• Trecho do documento:
==*==
Herança inquestionável do período em que o rio era, também, o pavor da população são as memórias de quem viu o Recife ficar, literalmente, debaixo d’água. O álbum de figurinhas que foi embora com a correnteza, os barquinhos de papel que distraíam as crianças, a solidariedade entre vizinhos, as vidas perdidas que passaram boiando pelas janelas. É tudo lembrança. É tudo Recife.

“A água já tinha entrado em casa quando meus pais acordaram a mim e minhas irmãs. Nosso quarto era no primeiro andar, para onde começamos a levar tudo o que era possível”, conta a dentista Thelma Gusmão, 51 anos, referindo-se à madrugada do fatídico dia 17 de julho de 1975. Três quartos, um banheiro e uma “salinha” formavam o pavimento onde a família ficou alojada durante as mais de 48 horas que a água engoliu o Recife. “Éramos seis pessoas em casa e ainda tinha três cachorros. Abrigamos a família da casa ao lado. Mais três pessoas. Eles precisaram sair, a casa deles era térrea. O problema todo é que nossos cães eram bravos. Meu pai trancou-os dentro do banheiro e, toda vez que alguém precisava usar o sanitário, era uma novela.”

Mas o principal drama na Rua Carneiro Vilela, 551, onde morava a família de Thelma, foi o resgate da gatinha Mimi. Sem entender o risco que corria –obviamente –, a felina continuou seu passeio pelo jardim da casa como se não houvesse amanhã. “Quando olhei pela janela, ela estava em cima do muro e a água já batia na patinha dela. Como fazia natação, resolvi resgatá-la. Minha mãe não queria deixar de jeito nenhum, mas eu fui. Quando peguei a bichinha, estava tão assustada que apertou minha mão com as garrinhas”, lembra, hoje, rindo.
==*==
Registros de marcação de contornos:
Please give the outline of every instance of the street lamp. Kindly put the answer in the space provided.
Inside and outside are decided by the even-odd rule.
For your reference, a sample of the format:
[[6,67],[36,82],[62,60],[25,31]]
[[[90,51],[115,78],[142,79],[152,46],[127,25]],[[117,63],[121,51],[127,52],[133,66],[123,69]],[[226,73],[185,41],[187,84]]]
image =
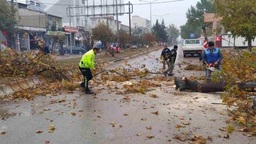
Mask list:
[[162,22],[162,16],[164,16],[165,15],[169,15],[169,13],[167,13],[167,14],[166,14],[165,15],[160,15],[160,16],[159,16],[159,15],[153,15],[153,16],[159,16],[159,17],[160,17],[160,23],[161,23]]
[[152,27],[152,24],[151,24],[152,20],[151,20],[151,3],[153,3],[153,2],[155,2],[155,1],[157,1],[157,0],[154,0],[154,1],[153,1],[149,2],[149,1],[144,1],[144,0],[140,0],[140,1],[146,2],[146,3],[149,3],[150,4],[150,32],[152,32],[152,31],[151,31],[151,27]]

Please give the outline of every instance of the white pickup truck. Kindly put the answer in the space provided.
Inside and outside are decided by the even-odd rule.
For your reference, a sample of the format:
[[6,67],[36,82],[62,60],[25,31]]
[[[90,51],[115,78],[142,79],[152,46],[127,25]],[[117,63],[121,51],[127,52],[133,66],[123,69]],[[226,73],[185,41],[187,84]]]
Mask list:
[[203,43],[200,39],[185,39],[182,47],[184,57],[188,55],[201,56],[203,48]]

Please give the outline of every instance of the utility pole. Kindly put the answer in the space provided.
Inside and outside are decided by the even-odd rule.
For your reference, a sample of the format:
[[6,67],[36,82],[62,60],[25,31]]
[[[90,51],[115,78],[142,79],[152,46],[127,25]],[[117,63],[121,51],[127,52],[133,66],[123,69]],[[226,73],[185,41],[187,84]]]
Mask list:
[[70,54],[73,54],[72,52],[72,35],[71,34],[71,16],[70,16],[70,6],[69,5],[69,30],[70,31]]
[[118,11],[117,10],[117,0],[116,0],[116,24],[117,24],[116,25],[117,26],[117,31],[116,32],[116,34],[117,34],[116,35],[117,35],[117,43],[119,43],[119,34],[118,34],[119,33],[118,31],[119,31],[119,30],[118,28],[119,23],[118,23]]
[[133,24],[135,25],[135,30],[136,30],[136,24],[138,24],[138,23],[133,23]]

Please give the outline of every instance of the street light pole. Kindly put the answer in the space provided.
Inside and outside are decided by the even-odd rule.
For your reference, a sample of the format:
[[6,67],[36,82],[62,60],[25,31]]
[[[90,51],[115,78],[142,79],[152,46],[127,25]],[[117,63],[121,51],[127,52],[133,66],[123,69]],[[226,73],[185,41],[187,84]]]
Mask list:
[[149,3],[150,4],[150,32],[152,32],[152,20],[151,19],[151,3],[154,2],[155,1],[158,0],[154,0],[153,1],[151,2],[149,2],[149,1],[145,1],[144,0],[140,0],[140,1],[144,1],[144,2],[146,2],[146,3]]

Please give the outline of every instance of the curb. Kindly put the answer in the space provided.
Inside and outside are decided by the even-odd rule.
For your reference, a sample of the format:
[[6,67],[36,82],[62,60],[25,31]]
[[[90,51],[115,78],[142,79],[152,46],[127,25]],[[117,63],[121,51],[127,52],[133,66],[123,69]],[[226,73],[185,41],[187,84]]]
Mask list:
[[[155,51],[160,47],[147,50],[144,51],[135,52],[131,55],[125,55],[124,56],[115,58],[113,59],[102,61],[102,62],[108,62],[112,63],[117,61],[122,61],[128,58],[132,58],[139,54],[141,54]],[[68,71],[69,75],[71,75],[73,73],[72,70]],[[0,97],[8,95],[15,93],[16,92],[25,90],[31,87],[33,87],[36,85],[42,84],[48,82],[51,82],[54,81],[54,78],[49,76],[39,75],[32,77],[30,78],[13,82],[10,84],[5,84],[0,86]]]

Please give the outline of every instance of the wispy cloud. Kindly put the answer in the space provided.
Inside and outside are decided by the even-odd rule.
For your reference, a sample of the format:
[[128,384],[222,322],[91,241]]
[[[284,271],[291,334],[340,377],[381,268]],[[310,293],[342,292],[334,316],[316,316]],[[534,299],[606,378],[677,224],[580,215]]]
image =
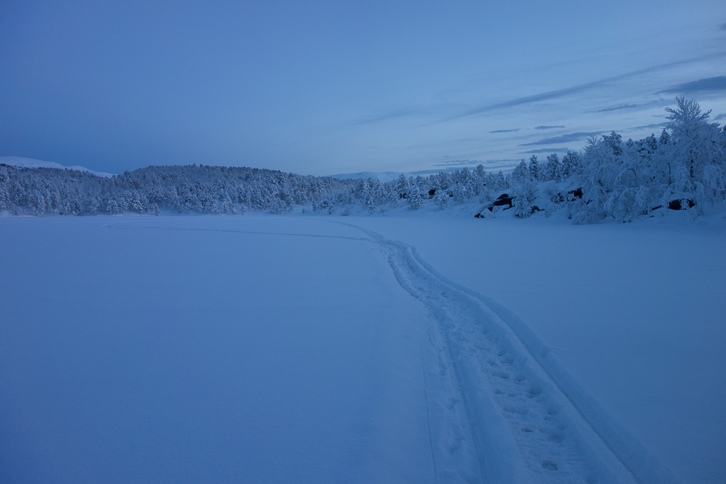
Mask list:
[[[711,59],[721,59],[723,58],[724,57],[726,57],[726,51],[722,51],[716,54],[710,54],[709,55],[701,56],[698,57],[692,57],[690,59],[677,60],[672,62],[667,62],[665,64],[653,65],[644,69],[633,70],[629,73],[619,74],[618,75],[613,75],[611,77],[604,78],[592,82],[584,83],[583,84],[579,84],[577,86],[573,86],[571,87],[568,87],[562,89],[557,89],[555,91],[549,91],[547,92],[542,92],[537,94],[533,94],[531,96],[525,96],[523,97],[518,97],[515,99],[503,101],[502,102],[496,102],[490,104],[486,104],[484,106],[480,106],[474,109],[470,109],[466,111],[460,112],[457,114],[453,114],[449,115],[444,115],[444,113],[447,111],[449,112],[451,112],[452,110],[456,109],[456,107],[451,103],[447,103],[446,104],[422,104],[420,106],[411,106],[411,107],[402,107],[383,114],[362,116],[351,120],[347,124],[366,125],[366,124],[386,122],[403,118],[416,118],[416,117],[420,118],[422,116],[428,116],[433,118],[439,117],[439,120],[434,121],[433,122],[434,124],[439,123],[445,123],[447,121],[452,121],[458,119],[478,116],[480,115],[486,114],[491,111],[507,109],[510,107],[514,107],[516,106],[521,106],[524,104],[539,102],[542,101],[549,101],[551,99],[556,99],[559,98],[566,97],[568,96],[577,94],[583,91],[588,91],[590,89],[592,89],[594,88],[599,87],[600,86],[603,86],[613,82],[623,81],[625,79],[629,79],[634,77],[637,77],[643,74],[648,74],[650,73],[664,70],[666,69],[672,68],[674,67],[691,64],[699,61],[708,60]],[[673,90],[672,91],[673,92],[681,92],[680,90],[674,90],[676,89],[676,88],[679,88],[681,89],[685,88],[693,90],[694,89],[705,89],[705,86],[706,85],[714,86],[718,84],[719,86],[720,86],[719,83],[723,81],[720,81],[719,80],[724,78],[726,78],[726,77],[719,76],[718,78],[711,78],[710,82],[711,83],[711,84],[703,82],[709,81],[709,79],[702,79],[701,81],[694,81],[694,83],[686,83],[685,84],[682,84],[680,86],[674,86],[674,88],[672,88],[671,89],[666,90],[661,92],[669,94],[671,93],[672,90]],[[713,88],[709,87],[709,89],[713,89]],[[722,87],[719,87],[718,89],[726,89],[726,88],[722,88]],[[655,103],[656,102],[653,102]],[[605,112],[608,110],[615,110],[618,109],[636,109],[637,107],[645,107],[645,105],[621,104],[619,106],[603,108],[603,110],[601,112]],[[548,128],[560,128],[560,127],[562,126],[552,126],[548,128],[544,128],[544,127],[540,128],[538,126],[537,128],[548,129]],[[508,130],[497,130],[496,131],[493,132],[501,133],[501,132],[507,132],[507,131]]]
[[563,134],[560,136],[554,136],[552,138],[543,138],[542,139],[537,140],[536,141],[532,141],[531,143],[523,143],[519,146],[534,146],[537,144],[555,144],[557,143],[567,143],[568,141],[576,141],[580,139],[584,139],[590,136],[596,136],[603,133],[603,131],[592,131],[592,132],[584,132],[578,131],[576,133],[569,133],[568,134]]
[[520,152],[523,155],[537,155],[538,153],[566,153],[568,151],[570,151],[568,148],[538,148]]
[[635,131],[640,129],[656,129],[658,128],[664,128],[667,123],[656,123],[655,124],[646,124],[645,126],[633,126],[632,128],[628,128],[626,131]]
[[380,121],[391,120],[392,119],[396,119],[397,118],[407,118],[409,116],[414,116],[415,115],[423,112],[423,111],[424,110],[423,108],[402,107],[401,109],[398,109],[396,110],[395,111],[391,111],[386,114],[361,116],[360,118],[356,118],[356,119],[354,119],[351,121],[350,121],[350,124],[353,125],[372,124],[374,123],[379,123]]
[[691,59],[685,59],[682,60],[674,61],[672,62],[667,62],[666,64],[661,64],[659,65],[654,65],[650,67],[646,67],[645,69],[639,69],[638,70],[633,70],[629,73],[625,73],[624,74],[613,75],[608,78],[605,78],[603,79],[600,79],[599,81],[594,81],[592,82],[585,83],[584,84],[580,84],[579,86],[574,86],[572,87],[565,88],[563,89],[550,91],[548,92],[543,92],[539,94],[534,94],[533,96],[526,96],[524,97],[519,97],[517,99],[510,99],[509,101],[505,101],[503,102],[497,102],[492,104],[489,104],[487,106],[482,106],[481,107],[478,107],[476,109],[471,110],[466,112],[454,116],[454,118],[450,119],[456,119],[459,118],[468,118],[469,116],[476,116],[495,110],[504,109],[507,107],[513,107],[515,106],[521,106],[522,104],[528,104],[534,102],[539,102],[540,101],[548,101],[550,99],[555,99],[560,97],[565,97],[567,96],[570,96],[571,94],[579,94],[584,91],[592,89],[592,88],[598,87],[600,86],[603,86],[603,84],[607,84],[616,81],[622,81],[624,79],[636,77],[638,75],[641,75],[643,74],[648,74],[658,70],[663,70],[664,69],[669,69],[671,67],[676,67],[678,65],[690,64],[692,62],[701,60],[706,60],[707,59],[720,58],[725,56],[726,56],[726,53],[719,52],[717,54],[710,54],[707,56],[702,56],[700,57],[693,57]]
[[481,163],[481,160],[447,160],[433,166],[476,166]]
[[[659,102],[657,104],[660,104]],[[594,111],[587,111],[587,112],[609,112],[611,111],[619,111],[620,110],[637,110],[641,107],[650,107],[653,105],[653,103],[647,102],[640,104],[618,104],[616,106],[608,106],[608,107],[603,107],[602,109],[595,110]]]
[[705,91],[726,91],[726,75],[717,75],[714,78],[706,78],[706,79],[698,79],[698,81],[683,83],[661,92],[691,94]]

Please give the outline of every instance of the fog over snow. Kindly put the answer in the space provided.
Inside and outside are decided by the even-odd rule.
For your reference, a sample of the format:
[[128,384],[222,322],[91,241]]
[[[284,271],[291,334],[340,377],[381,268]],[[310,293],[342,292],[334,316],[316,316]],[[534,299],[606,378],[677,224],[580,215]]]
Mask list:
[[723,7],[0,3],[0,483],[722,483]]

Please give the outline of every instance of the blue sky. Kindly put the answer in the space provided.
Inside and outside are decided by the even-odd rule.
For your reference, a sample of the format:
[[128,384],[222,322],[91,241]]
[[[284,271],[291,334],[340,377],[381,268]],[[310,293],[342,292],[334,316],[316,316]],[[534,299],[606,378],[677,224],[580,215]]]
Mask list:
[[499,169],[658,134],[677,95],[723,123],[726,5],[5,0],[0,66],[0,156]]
==*==
• Conjunto de tarefas:
1: Copie o trecho sobre a enchente do Recife desde "Mas o principal" até "lembra, hoje, rindo.", inclusive, e troque "Mimi" por "Lili".
2: Segundo o trecho sobre a enchente do Recife, onde o pai de Thelma trancou os cachorros?

• Respostas às tarefas:
1:
Mas o principal drama na Rua Carneiro Vilela, 551, onde morava a família de Thelma, foi o resgate da gatinha Lili. Sem entender o risco que corria –obviamente –, a felina continuou seu passeio pelo jardim da casa como se não houvesse amanhã. “Quando olhei pela janela, ela estava em cima do muro e a água já batia na patinha dela. Como fazia natação, resolvi resgatá-la. Minha mãe não queria deixar de jeito nenhum, mas eu fui. Quando peguei a bichinha, estava tão assustada que apertou minha mão com as garrinhas”, lembra, hoje, rindo.

2: Dentro do banheiro.